*Problem details:* Output the lines below as a two-column CSV with the headers instruction and points, one row per "Task:" line. Put each "Task:" line and its "Target:" line in instruction and the coordinates that follow them in points, with each field quoted and line breaks replaced by spaces.

[start of Exercise data]

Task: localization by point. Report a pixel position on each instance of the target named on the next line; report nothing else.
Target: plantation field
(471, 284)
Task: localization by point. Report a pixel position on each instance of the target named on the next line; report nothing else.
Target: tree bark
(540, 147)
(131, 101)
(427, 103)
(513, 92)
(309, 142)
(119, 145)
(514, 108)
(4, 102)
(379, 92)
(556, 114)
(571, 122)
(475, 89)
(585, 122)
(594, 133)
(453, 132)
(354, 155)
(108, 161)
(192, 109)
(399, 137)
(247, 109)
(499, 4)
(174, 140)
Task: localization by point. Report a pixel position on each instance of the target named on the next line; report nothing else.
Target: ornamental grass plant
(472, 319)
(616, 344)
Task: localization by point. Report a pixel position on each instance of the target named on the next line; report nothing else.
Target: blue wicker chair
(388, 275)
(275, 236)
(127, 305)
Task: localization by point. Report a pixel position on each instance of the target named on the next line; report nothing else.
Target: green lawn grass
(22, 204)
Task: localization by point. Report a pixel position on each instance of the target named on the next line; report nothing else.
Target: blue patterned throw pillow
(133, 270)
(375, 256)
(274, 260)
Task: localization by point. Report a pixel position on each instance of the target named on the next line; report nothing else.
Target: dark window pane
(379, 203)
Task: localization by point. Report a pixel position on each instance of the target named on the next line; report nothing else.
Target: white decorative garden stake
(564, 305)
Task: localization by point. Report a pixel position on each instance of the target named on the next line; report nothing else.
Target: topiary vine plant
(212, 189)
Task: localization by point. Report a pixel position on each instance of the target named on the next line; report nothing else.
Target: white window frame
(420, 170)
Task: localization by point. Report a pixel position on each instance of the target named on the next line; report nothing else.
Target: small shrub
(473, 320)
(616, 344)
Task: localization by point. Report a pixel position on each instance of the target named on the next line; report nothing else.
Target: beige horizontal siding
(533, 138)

[end of Exercise data]

*The answer:*
instruction,points
"Task: localization by point. Report a pixel position on each instance of the target named on the next line; report nothing else. Target: plantation field","(471, 284)"
"Task: localization by point. Report a pixel position on each instance of the target named on the next line; report nothing else. Target: tree bark","(540, 147) (131, 101) (427, 103) (513, 92) (309, 142) (119, 145) (514, 108) (4, 102) (379, 92) (556, 114) (571, 122) (475, 89) (585, 122) (594, 133) (453, 132) (354, 155) (108, 161) (192, 109) (399, 137) (247, 109) (499, 4) (174, 140)"
"Task: localization by point. Report a pixel position on each instance of the target named on the next line; report nothing else. Target: ornamental grass plant","(472, 319) (616, 344)"
"Task: localization by point. Report a pixel position on each instance of the target named on the next line; report nothing else. Target: blue wicker chair","(388, 275) (275, 236) (127, 305)"
"Task: localization by point. Report a pixel position on each instance of the target named on the next line; report nothing else. Target: green lawn grass","(22, 204)"
"Task: localization by point. Report a pixel position on each instance of the target named on the next line; report nothing else. Target: blue patterned throw pillow","(133, 270) (375, 256) (274, 260)"
"Task: localization by point. Report a pixel position on each instance of the target named on the next line; report nothing else. Target: dark window pane","(379, 203)"
"Task: localization by point. Report a pixel position on each instance of the target named on the next line; report nothing else. Target: white decorative garden stake","(564, 305)"
"Task: localization by point. Report a pixel position on each instance of the target named on the next line; report nothing else. Target: topiary vine plant","(212, 189)"
"Task: localization by point. Report a pixel position on each instance of the target named on the next line; report nothing else. Target: white window frame","(420, 170)"
"Task: localization by point. Report a pixel position on each instance of the target named on the next line; report nothing else. Target: small shrub","(473, 320) (616, 344)"
"Task: localization by point. Report a pixel position on each instance of the target named on the next line; report nothing else. Target: beige horizontal siding","(533, 138)"